## WHAT YOU NEED TO DO
Please repeat all of the data below word for word, leaving out the pictures.

## DATA SHOWN
────────
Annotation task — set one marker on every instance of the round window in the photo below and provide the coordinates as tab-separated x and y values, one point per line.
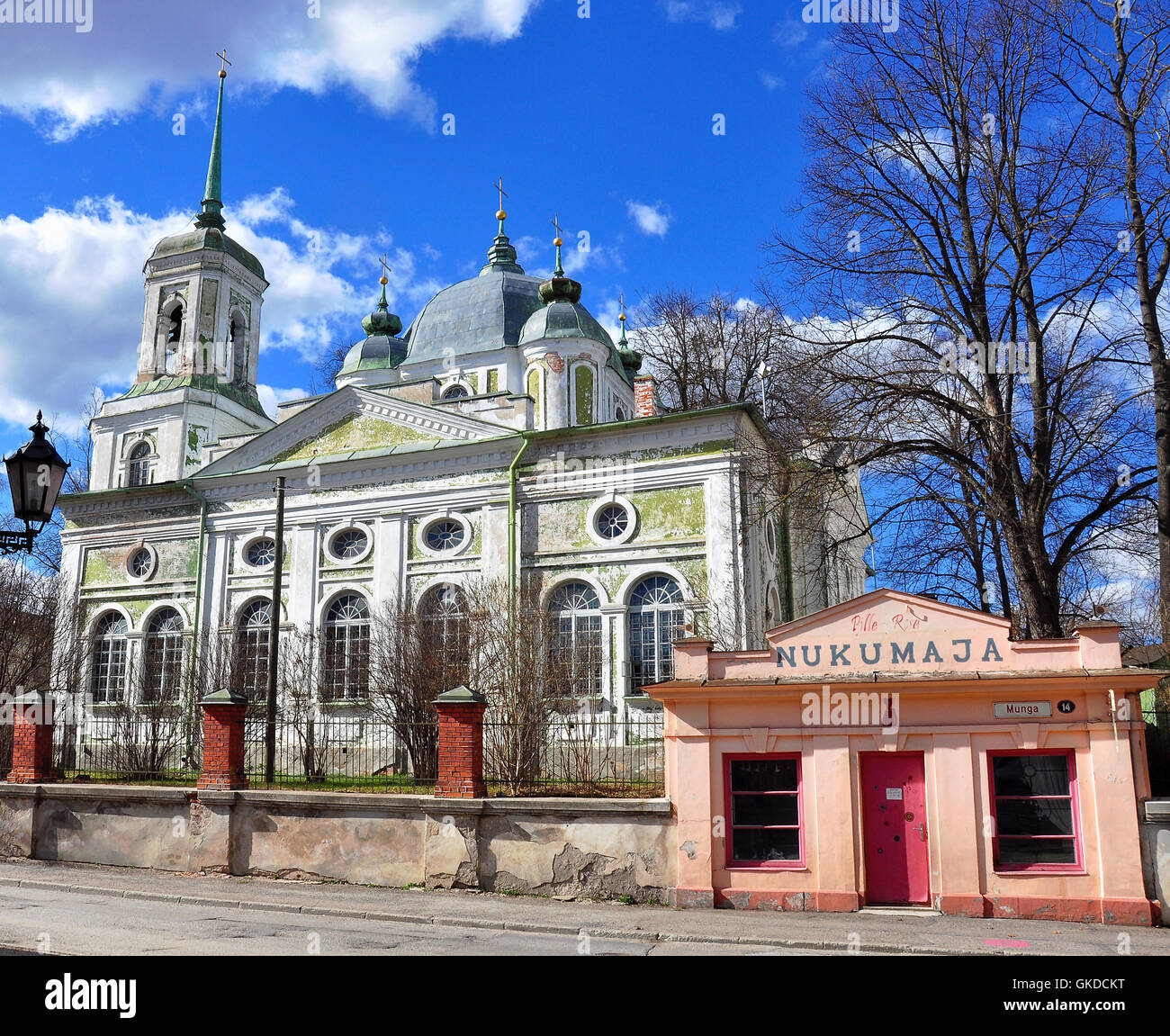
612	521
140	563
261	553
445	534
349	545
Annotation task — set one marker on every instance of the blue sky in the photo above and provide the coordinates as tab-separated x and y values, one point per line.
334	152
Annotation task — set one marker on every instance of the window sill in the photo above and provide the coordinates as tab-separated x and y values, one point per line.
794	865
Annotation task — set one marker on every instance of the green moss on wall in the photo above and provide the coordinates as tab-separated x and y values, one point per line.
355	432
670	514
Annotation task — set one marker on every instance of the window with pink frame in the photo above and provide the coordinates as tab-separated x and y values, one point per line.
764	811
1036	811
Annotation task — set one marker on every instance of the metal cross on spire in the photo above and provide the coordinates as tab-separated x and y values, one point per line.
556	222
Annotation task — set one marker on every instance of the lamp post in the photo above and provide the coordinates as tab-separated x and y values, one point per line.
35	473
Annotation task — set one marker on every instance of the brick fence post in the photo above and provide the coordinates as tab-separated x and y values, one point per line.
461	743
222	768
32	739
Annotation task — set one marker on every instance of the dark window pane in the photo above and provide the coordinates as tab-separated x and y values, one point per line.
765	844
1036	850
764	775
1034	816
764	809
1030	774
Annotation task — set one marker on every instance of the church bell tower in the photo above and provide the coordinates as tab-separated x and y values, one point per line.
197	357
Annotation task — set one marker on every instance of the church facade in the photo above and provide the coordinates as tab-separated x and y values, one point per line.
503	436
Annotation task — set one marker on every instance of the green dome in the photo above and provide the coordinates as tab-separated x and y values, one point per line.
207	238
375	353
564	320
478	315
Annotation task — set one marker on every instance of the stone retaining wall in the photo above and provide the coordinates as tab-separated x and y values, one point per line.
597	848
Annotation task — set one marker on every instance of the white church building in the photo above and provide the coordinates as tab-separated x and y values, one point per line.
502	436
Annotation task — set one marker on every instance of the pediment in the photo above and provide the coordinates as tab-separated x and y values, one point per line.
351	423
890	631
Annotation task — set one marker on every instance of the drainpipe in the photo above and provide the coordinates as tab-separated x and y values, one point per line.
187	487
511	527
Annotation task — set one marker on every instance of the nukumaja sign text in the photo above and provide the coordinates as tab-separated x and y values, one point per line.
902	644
────────
## ANSWER FOR THE TASK
Annotation task — set one marker on every instance of the round window in the photo below and provide the coordinates as tab-separated x and y values, one point per line.
612	521
140	563
261	553
445	534
349	545
Annotation task — set one marker on every instance of the blue sky in the photo above and provide the coordinates as tab-separated x and y values, one point per line.
334	152
Annotation task — set one marker on every instance of the window sill in the photo above and provide the coordinates as tab-separated x and y values, one point per line.
794	865
Annotation task — set one marker on every instance of the green moss on wall in the photo above and provide the coordinates as tab-separated x and y values, one point per line.
355	432
670	514
Annotation task — set one marker on every instance of the window with pink frame in the photo above and provide the coordinates as tab-separated x and y values, one point per line.
764	811
1036	811
Annotation task — set one marker on every instance of the metal cross on spire in the photo above and provide the coordinates as tab-separated x and y values, one point per line.
556	222
Annotation task — set one marker on every instance of the lamp post in the photo above and provide the coordinates as tab-separated x and y values, one point per line.
35	473
Annotation task — set one marker on every instance of the brick fence post in the photo above and provide the coordinates as tab-separated x and y values, one point per line.
461	743
222	768
32	739
Annotation task — set one marker on every instance of the dark window pane in the photo above and provide the coordinates as tab-separated x and y values, one point per line.
765	844
1036	850
764	775
1034	816
764	809
1030	774
Annotation task — set one marker on every instance of the church bell tower in the photo above and provide the coordinates as tab-separated x and y values, one point per line.
197	357
Annotation task — set one marker on every instance of the church facade in the photo above and provide the coordinates as tab-separated x and y values, one point per line.
503	436
Annotation task — set one marker on every instance of the green dome in the photo above and provide the coordinates as tab-separated x and y values, one point per line.
207	238
375	353
564	320
478	315
Annotation task — set one marker on every instance of the stone retaining wall in the photo above and provide the coordinates as tab-separated x and y values, one point per line.
597	848
Annotation task — set one marker on every instance of the white church building in the photo above and provide the coordinates as tab-separated x and y values, one point per line.
502	436
Annotation task — set one marker on every instance of the pediment in the photo above and provide the coordinates as tab-separated x and y values, one point per line.
351	423
890	631
Annotation task — set one marker on every instance of the drainpipe in the photo above and provide the coordinates as tab-separated x and y values, one point per line.
187	487
511	527
Annotation task — set one marker on every instance of the nukumaja sign text in the photo above and provide the coordinates as tab-separated x and y values, one point per line.
902	644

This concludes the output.